Task objective: Pictures stay out; everything else in the records below gets copied exactly.

Data for processing:
*** Block opens ***

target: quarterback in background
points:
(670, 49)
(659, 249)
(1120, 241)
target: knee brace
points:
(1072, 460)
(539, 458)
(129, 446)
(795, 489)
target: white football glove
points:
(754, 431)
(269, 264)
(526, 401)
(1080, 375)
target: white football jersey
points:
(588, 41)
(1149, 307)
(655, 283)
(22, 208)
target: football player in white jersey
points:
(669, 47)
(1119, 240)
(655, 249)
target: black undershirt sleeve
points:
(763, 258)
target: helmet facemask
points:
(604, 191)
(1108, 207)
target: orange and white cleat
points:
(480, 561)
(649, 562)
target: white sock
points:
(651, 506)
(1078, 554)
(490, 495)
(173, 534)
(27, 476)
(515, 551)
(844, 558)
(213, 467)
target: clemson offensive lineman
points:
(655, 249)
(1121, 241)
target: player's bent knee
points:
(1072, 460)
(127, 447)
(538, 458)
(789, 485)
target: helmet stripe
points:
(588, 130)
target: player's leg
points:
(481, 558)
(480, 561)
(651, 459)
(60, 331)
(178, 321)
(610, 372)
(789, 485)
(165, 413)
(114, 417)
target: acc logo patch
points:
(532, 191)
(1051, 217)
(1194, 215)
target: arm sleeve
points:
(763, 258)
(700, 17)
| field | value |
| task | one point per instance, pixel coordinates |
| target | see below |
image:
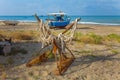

*** Block closes ***

Answer below:
target: quarterback in background
points:
(670, 49)
(659, 249)
(1120, 241)
target: knee brace
points:
(1072, 460)
(539, 458)
(129, 446)
(795, 489)
target: white football glove
points:
(754, 431)
(269, 264)
(526, 401)
(1080, 375)
target: white football jersey
points:
(588, 41)
(1149, 307)
(655, 283)
(22, 208)
target: football player in white jersey
points:
(669, 47)
(1119, 240)
(655, 249)
target: black undershirt sleeve
points:
(763, 258)
target: helmet facemask
points:
(604, 191)
(1108, 207)
target: orange and white cleat
points:
(480, 561)
(649, 562)
target: white sock
points:
(651, 506)
(1078, 554)
(490, 495)
(173, 534)
(27, 476)
(515, 551)
(844, 558)
(213, 467)
target: clemson offensive lineman
points:
(655, 249)
(1121, 241)
target: player's bent knee
points:
(1072, 460)
(127, 447)
(538, 458)
(789, 485)
target: helmet stripe
points:
(588, 130)
target: player's leg
points:
(481, 558)
(480, 561)
(651, 459)
(60, 331)
(178, 321)
(610, 372)
(789, 485)
(165, 413)
(114, 417)
target: acc logo patch
points:
(532, 191)
(1051, 217)
(1194, 215)
target: arm sleeve
points:
(763, 258)
(700, 17)
| field | value |
| task | one point per instance, pixel coordinates |
| target | see below |
image:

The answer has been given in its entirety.